A word-for-word copy of the listing that follows is required.

————

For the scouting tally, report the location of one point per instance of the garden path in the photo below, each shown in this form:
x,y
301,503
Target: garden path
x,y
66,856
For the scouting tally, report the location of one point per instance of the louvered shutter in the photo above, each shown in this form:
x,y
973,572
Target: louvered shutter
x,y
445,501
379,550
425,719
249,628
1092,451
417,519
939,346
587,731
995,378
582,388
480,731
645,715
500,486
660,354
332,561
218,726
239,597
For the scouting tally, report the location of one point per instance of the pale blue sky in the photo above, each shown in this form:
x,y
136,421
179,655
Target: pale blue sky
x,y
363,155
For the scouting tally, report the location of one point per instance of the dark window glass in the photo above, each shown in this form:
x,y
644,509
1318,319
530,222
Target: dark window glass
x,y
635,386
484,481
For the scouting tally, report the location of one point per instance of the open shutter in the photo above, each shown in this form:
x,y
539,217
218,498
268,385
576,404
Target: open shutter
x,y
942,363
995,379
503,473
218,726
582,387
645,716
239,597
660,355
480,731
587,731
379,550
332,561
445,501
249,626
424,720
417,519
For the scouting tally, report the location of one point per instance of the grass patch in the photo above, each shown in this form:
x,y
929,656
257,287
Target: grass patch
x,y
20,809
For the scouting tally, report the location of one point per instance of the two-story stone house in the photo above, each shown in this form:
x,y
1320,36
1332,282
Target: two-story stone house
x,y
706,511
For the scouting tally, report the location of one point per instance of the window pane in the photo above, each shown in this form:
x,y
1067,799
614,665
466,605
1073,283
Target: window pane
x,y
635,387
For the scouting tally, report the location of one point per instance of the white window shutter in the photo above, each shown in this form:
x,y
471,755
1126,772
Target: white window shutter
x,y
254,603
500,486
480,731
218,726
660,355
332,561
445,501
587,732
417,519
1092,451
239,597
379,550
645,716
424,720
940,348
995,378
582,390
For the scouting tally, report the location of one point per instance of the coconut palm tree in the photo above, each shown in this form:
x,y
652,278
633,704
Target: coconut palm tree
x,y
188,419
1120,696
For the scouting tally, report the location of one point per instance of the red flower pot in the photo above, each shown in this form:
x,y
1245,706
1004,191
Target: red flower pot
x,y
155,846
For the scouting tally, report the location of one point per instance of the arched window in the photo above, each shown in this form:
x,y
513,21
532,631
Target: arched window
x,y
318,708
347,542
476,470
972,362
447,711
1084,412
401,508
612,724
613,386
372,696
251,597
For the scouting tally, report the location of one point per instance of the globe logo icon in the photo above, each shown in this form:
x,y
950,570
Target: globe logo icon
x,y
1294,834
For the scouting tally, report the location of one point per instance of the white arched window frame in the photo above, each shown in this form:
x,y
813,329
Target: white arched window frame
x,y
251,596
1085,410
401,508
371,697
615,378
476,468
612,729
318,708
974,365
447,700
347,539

————

Your solution.
For the scouting tally, report the location of one point per instance of the garden path in the photo below, each shown in this form:
x,y
301,503
Target: garden path
x,y
66,856
For the scouting tally, report the location of one point per instance of the louvered shutter in the photo above, each shown in this form:
x,y
973,572
Target: louvered shutter
x,y
445,501
379,550
425,719
249,628
1092,451
417,519
939,346
587,731
995,378
582,388
480,731
645,715
500,486
660,354
332,561
218,726
239,597
For the scouting tally, report the location of one point per instance of the pale blue sky in the photo above, each shown in this form:
x,y
136,421
179,655
Target: pale blue sky
x,y
363,155
For the scouting tally, report the location of one point per instance of the dark window glass in the photo above, each shown in this form:
x,y
644,509
1318,319
530,222
Target: dark window glass
x,y
635,386
484,481
For the scouting tally, report the location of one point per instance of the open shutter in the photo above, each shown in this form:
x,y
539,217
218,498
268,385
576,404
Target: open shutter
x,y
942,363
995,379
503,473
218,726
582,387
645,716
239,597
660,355
480,731
587,731
379,550
332,561
445,501
249,626
424,720
417,519
For the scouting tally, report the location of one point per instance of the grass patch in the photo above, each shown in this form:
x,y
929,656
257,287
Target: grass patch
x,y
20,809
For the scouting tally, report the location of one point per instance of the two-story stone house in the photo above, each shown in this form:
x,y
1320,36
1332,282
Target: two-story stone house
x,y
706,511
For the scouting tally, report the location of one point per instance of the window pane in the photo above, each shown in this form:
x,y
1067,799
614,665
466,605
1073,283
Target: window pane
x,y
635,387
For the scouting tally, report the location of one point per instance of the white window shutter in the photo above, each shown in this form:
x,y
471,755
1126,772
Target: white window shutter
x,y
254,603
500,486
480,731
218,726
660,355
332,561
445,501
587,732
417,519
1092,451
239,597
379,550
645,716
424,720
940,348
995,378
582,390
For the scouting tally, report the location of one point per instance of the coconut palm tree in the photo above, each shown in this form:
x,y
652,278
633,704
Target: coconut palm tree
x,y
188,419
1120,696
For the scouting tally, report the location of one point per instance of the red flower pot in the photo above, each shown in this form:
x,y
1245,706
1004,191
Target: red flower pot
x,y
155,846
For the scouting tally, report the location of one point per instance of the arched window in the photo above, each shown in this form:
x,y
513,21
532,631
Target: arched window
x,y
318,708
347,542
476,470
972,362
447,711
1084,412
401,508
612,724
613,386
372,696
251,597
For the scouting tally, report the location of one point per instance of the globe logo icon in the photo above, each shown in this form:
x,y
950,570
Target: globe logo icon
x,y
1294,834
For the scouting tally, report the location of one point per instance of the white arched window frame in the photo above, each shown in this form:
x,y
813,329
Target: white arched window frame
x,y
251,596
1085,410
401,508
371,697
615,378
476,468
612,729
318,708
974,365
447,700
347,539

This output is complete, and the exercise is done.